## Task input:
==================================================

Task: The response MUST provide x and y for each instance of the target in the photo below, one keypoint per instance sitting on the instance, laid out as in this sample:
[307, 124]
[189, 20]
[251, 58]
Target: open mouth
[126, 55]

==================================================

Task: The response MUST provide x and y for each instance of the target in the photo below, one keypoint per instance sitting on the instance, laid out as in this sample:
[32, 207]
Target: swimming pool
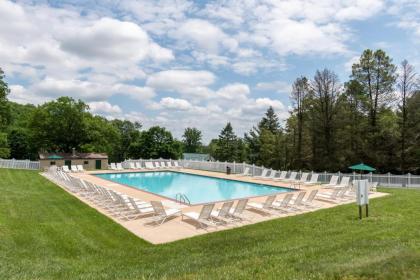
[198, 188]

==================================================

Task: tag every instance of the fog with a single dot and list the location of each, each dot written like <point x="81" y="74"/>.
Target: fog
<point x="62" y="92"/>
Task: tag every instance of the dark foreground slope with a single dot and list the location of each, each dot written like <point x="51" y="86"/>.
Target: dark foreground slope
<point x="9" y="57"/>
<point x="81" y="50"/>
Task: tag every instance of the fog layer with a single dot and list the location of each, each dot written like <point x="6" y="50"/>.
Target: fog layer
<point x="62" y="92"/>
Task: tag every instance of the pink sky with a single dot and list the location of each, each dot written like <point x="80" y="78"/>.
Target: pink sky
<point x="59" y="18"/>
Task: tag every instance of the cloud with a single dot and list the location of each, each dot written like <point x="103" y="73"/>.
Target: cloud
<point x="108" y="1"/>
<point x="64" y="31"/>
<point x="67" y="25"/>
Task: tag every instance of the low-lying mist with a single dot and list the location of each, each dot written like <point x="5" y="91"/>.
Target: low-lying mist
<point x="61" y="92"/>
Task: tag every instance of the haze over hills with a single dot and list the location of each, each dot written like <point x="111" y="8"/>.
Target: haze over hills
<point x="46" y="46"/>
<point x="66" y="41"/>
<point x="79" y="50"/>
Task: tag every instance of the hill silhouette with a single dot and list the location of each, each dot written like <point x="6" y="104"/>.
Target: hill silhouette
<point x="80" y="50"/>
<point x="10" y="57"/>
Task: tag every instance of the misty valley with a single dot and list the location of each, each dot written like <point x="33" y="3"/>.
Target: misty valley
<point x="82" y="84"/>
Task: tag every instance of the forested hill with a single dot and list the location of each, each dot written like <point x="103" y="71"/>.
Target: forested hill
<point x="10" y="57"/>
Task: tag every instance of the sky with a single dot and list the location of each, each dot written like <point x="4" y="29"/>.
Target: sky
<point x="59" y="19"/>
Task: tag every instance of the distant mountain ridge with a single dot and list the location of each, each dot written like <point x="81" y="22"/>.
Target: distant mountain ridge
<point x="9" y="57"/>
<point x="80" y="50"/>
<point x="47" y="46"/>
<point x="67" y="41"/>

==================================================

## What you have to do:
Take the stretch of lines above from the one containing "Task: tag every instance of the cloud" through the one containing "Task: tag every instance of the haze" and repeat it exactly, adding no other line.

## Task answer:
Task: tag every instance of the cloud with a single dot and list the location of each, each dot written like <point x="103" y="73"/>.
Target: cloud
<point x="108" y="1"/>
<point x="64" y="31"/>
<point x="67" y="25"/>
Task: tag every instance of the low-lying mist with a single dot and list the location of each, each dot written like <point x="5" y="91"/>.
Target: low-lying mist
<point x="61" y="92"/>
Task: tag every instance of the haze over hills with a single dot and list the location of each, each dot written like <point x="111" y="8"/>.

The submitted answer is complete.